— Try it —
Only the count is expected: the number of lines below that contain "trim".

▼

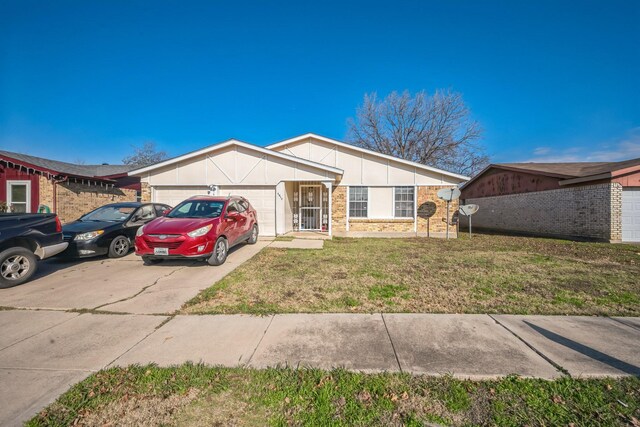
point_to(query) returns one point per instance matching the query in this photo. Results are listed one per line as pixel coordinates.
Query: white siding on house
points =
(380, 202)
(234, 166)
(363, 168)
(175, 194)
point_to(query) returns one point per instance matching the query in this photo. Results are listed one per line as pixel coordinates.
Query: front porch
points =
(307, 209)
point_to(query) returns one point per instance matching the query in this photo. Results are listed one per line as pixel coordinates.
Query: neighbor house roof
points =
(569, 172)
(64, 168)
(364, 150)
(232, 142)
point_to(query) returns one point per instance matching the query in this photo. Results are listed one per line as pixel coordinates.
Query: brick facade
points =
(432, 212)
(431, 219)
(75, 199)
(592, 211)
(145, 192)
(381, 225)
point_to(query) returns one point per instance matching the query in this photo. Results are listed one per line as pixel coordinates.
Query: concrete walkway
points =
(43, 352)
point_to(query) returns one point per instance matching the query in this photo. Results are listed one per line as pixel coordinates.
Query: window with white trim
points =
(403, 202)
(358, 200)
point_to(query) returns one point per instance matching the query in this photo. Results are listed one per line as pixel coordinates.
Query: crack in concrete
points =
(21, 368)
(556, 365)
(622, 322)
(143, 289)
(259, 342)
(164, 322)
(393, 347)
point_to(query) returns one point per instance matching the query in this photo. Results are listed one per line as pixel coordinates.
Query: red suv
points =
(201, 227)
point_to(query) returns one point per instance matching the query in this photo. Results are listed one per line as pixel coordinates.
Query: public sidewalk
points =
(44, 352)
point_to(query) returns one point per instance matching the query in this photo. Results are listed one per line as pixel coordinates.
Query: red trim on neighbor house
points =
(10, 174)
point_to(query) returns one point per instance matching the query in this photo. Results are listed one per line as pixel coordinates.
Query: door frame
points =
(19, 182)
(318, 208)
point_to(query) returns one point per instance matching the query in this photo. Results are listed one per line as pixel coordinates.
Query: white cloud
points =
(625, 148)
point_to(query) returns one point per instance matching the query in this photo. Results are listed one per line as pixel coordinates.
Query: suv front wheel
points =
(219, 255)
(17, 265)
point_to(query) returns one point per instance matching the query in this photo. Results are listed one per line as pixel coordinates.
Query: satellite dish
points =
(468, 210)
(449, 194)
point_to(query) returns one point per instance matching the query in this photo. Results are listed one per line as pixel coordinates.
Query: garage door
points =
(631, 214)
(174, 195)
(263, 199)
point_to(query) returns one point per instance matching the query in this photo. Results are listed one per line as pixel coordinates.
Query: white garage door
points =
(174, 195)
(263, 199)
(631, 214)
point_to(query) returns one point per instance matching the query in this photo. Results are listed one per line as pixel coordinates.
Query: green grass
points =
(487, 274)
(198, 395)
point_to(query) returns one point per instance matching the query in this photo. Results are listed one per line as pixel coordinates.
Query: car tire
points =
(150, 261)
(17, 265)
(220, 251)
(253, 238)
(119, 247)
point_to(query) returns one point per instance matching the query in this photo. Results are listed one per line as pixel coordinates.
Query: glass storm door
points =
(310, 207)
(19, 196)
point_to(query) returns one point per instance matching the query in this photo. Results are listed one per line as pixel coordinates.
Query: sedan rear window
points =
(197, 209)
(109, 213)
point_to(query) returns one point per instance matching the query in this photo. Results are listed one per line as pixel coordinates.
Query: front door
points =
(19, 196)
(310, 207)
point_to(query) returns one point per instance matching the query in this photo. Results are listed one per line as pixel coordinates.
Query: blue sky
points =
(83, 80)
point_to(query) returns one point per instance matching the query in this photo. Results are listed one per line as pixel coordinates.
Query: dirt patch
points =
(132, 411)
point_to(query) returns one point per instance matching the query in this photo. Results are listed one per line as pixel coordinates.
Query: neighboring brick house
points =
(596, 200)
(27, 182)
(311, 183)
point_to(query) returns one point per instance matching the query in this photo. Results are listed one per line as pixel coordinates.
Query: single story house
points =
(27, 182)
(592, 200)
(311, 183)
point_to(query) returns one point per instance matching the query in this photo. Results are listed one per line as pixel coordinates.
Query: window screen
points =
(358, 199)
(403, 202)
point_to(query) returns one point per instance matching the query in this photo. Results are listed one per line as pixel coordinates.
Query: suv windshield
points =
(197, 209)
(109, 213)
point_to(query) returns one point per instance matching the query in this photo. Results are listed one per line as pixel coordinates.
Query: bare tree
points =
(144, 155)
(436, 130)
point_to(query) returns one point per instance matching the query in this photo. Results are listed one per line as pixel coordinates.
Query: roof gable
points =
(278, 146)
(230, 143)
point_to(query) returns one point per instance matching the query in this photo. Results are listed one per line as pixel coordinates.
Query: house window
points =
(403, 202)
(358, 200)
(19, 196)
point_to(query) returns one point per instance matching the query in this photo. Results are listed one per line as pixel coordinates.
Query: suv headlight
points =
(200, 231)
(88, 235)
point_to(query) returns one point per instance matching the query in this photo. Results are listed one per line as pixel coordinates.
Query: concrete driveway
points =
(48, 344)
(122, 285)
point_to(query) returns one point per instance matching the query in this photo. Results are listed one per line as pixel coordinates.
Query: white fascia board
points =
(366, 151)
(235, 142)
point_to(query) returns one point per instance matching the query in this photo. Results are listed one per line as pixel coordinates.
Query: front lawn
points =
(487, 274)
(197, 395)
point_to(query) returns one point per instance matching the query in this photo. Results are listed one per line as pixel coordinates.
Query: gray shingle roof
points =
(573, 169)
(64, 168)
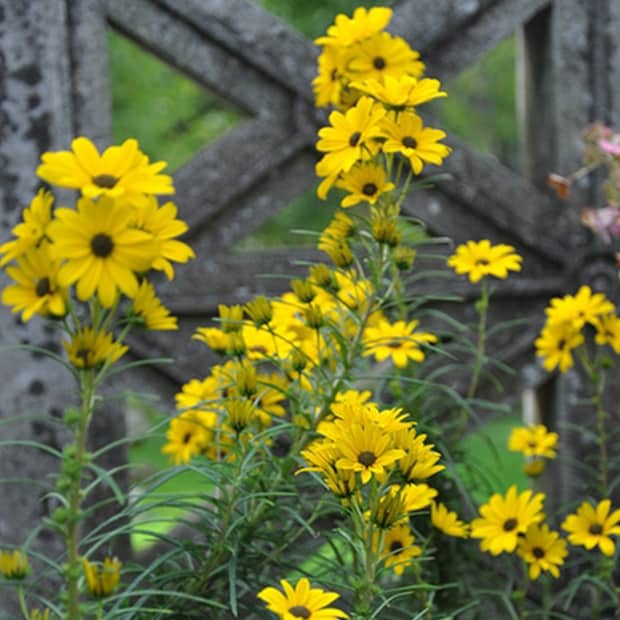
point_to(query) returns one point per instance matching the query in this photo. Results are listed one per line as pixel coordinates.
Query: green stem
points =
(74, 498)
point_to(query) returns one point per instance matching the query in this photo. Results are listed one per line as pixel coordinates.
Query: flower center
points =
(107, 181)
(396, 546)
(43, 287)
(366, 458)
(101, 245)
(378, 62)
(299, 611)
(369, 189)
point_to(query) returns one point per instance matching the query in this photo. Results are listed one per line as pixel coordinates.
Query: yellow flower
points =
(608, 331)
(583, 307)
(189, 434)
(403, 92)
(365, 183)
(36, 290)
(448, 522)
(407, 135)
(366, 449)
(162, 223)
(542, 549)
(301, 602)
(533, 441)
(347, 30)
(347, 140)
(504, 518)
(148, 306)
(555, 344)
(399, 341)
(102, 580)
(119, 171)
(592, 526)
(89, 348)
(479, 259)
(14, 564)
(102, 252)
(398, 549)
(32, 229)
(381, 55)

▲

— Solution to this task —
2